__Given records__.

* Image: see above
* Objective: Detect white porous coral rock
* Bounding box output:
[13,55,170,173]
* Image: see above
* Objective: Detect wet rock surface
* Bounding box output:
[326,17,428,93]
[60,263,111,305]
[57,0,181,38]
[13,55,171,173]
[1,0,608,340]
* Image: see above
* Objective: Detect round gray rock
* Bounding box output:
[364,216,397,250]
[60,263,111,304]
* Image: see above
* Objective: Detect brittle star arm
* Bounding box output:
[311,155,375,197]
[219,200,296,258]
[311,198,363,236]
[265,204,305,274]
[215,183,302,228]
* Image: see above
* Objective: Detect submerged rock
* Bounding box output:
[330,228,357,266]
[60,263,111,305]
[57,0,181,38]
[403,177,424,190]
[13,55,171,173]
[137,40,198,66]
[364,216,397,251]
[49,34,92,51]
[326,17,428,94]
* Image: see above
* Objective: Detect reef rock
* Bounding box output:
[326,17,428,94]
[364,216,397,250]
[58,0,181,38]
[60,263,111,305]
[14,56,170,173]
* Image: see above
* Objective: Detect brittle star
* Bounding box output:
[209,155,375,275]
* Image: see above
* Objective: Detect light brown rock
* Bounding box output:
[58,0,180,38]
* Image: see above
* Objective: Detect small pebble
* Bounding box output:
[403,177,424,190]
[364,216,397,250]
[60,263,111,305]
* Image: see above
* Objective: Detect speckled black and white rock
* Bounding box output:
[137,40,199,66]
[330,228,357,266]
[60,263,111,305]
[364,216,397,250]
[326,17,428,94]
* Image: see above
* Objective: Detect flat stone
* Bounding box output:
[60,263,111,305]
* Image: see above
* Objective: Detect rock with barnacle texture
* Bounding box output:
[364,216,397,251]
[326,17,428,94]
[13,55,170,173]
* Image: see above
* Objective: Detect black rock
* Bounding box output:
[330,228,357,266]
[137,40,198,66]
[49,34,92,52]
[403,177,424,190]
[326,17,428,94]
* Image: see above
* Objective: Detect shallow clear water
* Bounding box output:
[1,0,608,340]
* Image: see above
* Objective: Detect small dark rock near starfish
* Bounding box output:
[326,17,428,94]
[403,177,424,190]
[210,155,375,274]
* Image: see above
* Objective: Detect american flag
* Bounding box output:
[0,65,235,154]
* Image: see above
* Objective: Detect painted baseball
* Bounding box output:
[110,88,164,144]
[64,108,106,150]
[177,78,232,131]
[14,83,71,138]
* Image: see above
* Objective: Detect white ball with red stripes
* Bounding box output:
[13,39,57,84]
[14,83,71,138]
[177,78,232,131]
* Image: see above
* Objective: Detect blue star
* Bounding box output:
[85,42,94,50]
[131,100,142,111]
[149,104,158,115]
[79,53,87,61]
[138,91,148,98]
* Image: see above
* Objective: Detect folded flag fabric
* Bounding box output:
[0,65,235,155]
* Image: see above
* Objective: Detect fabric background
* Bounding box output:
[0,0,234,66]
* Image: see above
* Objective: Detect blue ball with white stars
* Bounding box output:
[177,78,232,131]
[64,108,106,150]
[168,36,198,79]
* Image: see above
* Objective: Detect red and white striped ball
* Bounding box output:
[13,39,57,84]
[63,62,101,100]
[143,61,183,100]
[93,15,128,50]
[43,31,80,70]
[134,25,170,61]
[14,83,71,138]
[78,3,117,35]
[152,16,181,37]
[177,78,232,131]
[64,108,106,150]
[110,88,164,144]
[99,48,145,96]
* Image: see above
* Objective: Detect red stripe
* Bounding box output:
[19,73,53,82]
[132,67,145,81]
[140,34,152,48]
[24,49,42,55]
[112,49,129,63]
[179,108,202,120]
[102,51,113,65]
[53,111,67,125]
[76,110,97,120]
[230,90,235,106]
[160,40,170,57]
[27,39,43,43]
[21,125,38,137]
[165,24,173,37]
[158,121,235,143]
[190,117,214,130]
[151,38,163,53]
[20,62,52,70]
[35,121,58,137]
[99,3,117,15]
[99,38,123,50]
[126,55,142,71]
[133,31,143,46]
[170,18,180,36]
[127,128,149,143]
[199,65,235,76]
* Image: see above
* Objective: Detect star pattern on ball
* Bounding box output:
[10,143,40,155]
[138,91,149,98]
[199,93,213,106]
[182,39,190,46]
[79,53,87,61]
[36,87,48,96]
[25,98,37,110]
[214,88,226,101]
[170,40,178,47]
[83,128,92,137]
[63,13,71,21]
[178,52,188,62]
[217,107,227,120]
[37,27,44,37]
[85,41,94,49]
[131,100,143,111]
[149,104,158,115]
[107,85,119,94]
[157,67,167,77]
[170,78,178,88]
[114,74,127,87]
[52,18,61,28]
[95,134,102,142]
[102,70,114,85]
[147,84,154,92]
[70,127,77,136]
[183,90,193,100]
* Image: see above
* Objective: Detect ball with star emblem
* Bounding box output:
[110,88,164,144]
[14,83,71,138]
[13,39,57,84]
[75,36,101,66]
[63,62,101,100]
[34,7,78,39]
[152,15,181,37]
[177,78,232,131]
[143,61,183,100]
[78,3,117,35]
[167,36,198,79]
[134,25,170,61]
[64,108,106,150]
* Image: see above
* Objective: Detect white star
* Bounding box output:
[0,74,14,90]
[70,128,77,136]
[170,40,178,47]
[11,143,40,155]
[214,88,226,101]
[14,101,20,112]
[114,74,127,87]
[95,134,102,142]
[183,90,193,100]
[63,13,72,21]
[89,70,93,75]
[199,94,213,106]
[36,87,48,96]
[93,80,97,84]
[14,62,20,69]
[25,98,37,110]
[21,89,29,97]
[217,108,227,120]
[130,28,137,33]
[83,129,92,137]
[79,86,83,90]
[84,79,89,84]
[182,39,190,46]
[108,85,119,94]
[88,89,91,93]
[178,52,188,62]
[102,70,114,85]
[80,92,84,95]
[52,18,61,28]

__Problem__.
Output all records verbatim.

__Solution to this exercise__.
* Image: see above
* Objective: Detect white porous coral rock
* Bounding box output:
[13,55,170,173]
* Image: see above
* Objective: Detect wet rock surface
* Bounding box output:
[326,17,428,93]
[60,263,111,305]
[57,0,181,38]
[13,55,171,173]
[1,0,608,340]
* Image: see above
* Objective: Detect round gray rock
* Bounding box output:
[364,216,397,250]
[60,263,111,304]
* Image: see above
* Objective: Detect brittle star arm
* Bounding box output:
[311,155,375,197]
[219,200,296,258]
[311,198,363,236]
[265,204,305,274]
[215,183,302,228]
* Image: see above
* Objective: Detect submerged rock
* Bounding box output:
[330,228,357,266]
[60,263,111,305]
[57,0,181,38]
[403,177,424,190]
[13,55,171,173]
[137,40,198,66]
[364,216,397,251]
[49,34,92,51]
[326,17,428,94]
* Image: see above
* Objective: Detect reef rock
* Bounding box output:
[326,17,428,94]
[364,216,397,250]
[58,0,181,38]
[60,263,111,305]
[14,56,170,173]
* Image: see above
* Objective: Detect brittle star
* Bounding box output:
[209,155,375,275]
* Image: see above
* Objective: Detect light brown rock
* Bounding box output:
[58,0,180,38]
* Image: see above
* Objective: Detect small pebble
* Bounding box output:
[403,177,424,190]
[364,216,397,250]
[60,263,111,305]
* Image: see above
* Objective: Detect speckled black and white rock
* Bounding box output:
[137,40,199,66]
[330,228,357,266]
[60,263,111,305]
[364,216,397,250]
[326,17,428,94]
* Image: see above
* Objective: Detect flat stone
* Bounding box output:
[60,263,111,305]
* Image: see above
* Objective: Detect rock with barnacle texture
* Bounding box output:
[364,216,397,251]
[326,17,428,94]
[13,55,170,173]
* Image: see above
* Objective: Detect black rock
* Bounding box output:
[330,228,357,266]
[137,40,198,66]
[49,34,92,52]
[403,177,424,190]
[326,17,428,94]
* Image: see above
* Objective: Detect shallow clear water
* Bounding box output:
[1,0,608,340]
* Image: see above
* Objective: Detect small dark rock near starfish
* Bounding box output:
[326,17,428,94]
[403,177,424,190]
[210,155,375,274]
* Image: see above
* Objective: Detect american flag
* Bounding box output:
[0,65,235,154]
* Image: see above
* Objective: Detect painted baseball
* Bounding box output:
[110,88,164,144]
[64,108,106,150]
[177,78,232,131]
[14,83,71,138]
* Image: see above
* Objective: Detect white ball with red stripes
* Bounding box output:
[13,39,57,84]
[14,83,71,138]
[177,78,232,131]
* Image: see above
* Objective: Detect blue star
* Bounding box output:
[85,42,94,50]
[131,100,142,111]
[149,104,158,115]
[79,53,87,61]
[138,91,148,98]
* Image: see above
* Objective: Detect folded flag fabric
* Bounding box output:
[0,65,235,155]
* Image: see above
* Objective: Detect fabric background
* Bounding box output:
[0,0,234,66]
* Image: see above
* Objective: Detect blue ball with white stars
* Bounding box output:
[177,78,232,131]
[64,108,106,150]
[168,36,198,79]
* Image: see above
* Objective: Detect red and white striped ball
* Bounding box output:
[13,39,57,84]
[63,62,101,100]
[143,61,183,100]
[93,15,128,50]
[43,31,80,70]
[134,25,170,61]
[14,83,71,138]
[78,3,117,35]
[152,16,181,37]
[177,78,232,131]
[64,108,106,150]
[110,88,164,144]
[99,48,145,96]
* Image: see above
* Objective: Detect red stripe
* Bounding box output:
[19,73,53,82]
[132,67,145,81]
[140,34,152,48]
[24,49,42,55]
[112,49,129,63]
[179,108,202,120]
[102,51,113,65]
[53,111,67,125]
[76,110,97,120]
[230,90,235,106]
[160,40,170,57]
[27,39,43,43]
[21,125,38,137]
[165,24,173,37]
[158,121,235,143]
[190,117,214,130]
[151,38,163,53]
[20,62,52,70]
[35,121,58,137]
[99,3,117,15]
[99,38,123,50]
[126,55,142,71]
[133,31,143,46]
[170,18,180,36]
[127,128,149,143]
[199,65,235,76]
* Image: see above
* Objective: Detect star pattern on ball
* Bounding box output:
[10,143,40,155]
[138,91,149,98]
[199,93,213,106]
[182,39,190,46]
[79,53,87,61]
[36,87,48,96]
[25,98,37,110]
[214,88,226,101]
[170,40,178,47]
[83,128,92,137]
[63,13,71,21]
[178,52,188,62]
[217,107,227,120]
[37,27,44,37]
[85,41,94,49]
[131,100,143,111]
[149,104,158,115]
[107,85,119,94]
[157,67,167,77]
[170,78,178,88]
[114,74,127,87]
[52,18,61,28]
[95,134,102,142]
[102,70,114,85]
[147,84,154,92]
[70,127,77,136]
[183,90,193,100]
* Image: see above
* Objective: Detect ball with star emblem
* Bounding box output:
[110,88,164,144]
[14,83,71,138]
[13,39,57,84]
[75,36,101,66]
[63,62,101,100]
[34,7,78,39]
[152,15,181,37]
[177,78,232,131]
[143,61,183,100]
[78,3,117,35]
[167,36,198,79]
[134,25,170,61]
[64,108,106,150]
* Image: see above
* Objective: Detect white star
* Bounding box output:
[0,74,14,90]
[70,128,77,136]
[170,40,178,47]
[11,143,40,155]
[214,88,226,101]
[14,101,20,112]
[114,74,127,87]
[95,134,102,142]
[183,90,193,100]
[63,13,72,21]
[89,70,93,75]
[199,94,213,106]
[36,87,48,96]
[93,80,97,84]
[14,62,20,69]
[25,98,37,110]
[21,89,29,97]
[217,108,227,120]
[130,28,137,33]
[83,129,92,137]
[79,86,83,90]
[84,79,89,84]
[182,39,190,46]
[108,85,119,94]
[88,89,91,93]
[178,52,188,62]
[102,70,114,85]
[80,92,84,95]
[52,18,61,28]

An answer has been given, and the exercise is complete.